• Given task:
Return every one of the following entries word for word, changing nothing and adding nothing.

• Stored rows:
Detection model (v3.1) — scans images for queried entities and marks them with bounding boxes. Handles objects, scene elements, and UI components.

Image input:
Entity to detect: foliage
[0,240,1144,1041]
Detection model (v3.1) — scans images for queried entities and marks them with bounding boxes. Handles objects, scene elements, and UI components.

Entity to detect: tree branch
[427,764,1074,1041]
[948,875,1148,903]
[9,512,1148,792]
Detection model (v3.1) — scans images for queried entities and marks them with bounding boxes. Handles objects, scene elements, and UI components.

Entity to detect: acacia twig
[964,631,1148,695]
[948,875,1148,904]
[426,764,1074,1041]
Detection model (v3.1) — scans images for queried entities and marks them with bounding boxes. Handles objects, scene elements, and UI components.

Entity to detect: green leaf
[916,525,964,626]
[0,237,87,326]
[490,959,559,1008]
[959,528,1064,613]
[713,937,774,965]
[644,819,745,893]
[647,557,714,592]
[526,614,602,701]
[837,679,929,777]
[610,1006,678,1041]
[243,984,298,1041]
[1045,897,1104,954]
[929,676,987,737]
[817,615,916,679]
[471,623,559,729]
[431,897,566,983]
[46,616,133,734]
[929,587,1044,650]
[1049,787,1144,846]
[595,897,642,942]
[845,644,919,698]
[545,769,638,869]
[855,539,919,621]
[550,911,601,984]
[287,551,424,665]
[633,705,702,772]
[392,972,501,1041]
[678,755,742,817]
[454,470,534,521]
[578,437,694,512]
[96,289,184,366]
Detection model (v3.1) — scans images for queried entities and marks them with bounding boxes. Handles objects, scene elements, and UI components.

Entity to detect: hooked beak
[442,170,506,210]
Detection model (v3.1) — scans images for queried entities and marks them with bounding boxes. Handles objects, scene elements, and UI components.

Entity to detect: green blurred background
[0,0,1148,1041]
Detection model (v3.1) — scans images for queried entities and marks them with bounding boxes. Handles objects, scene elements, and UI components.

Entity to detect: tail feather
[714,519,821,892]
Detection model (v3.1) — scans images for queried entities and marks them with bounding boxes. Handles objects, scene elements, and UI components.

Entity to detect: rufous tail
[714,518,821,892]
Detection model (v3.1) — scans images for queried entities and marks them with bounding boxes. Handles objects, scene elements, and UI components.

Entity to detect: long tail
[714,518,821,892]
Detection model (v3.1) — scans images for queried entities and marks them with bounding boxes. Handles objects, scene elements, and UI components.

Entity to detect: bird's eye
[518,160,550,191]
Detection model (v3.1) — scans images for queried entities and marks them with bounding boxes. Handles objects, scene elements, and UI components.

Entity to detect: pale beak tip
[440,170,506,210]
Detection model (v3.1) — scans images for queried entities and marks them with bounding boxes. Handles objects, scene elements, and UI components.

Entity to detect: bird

• Solution:
Detection model (v3.1) — scans images for queried entities and marks them with bounding boxes. Handles objects, scene elements, and UI components.

Image input:
Entity to detect: foliage
[0,240,1144,1041]
Detection model (v3.1) — scans images for queried entities and marks them with bounding boxes. Handles objects, scene elements, and UI components.

Entity to detect: tree branch
[427,764,1074,1041]
[948,875,1148,903]
[9,512,1148,792]
Detection model (v3.1) — scans images for queried entities and marks them with bounding boxes. Handles objects, scene elements, and UI components.

Entity to detect: acacia twig
[964,631,1148,695]
[948,875,1148,904]
[426,764,1074,1041]
Detection model (v3.1) — scans images for queried entities and marks them with bounding boxes. Handles objects, scene elements, and UI components.

Entity to detect: green leaf
[916,525,964,626]
[0,237,87,326]
[490,959,559,1008]
[959,528,1064,613]
[713,937,774,965]
[644,819,745,893]
[647,557,714,592]
[526,614,602,701]
[837,679,929,777]
[610,1006,678,1041]
[243,984,298,1041]
[1045,897,1104,954]
[929,676,987,737]
[817,615,916,679]
[471,623,559,729]
[431,897,566,983]
[46,616,133,734]
[929,587,1044,650]
[1049,787,1144,846]
[595,897,642,942]
[845,644,919,698]
[545,769,638,869]
[855,539,919,621]
[550,911,601,984]
[287,551,424,665]
[633,705,702,772]
[392,972,501,1041]
[678,755,742,817]
[454,470,534,521]
[578,437,694,512]
[96,289,184,366]
Detection model (v3.1) — scans images for queried entities and marks them with bounding boxes. Handles objects, scene elements, and UI components.

Entity to detect: hooked beak
[442,170,506,210]
Detection model (v3.1) — scans images for queried entities and marks them with bounding boxes. Handles objects, scene elements, and UI components.

Entity to detect: green blurred background
[0,0,1148,1041]
Detection model (v3.1) — scans images for queried entities and marks them with bounding boxes. Handles objects, scene elements, and UI components.

Entity to detect: tail feather
[714,519,821,892]
Detection model (v3.1) — scans images for queried entities and marks them with bounding boxes. Handles objects, scene elements, and UI components.

Entity to detect: rufous tail
[714,518,821,892]
Detection model (v3.1) — scans images for queried entities and marks them with bounding boxes. Handles objects, scene elements, and UI components.

Entity to detect: long tail
[714,518,821,892]
Detection model (v3.1) — scans images for queried entities and marks them with bounding boxes. Handles objects, scene elements, and UI components.

Entity to detect: bird's eye
[518,160,550,191]
Detection model (v3.1) — scans images for queried entities and marks them with bounding boxes. Handles objects, scene elements, and UI components.

Entity to detect: pale beak tip
[440,170,506,210]
Detection model (v3.1) — scans images for queried entities and marks them with bounding boxes. Handles objects, scene elements, and UI components.

Entity to detect: bird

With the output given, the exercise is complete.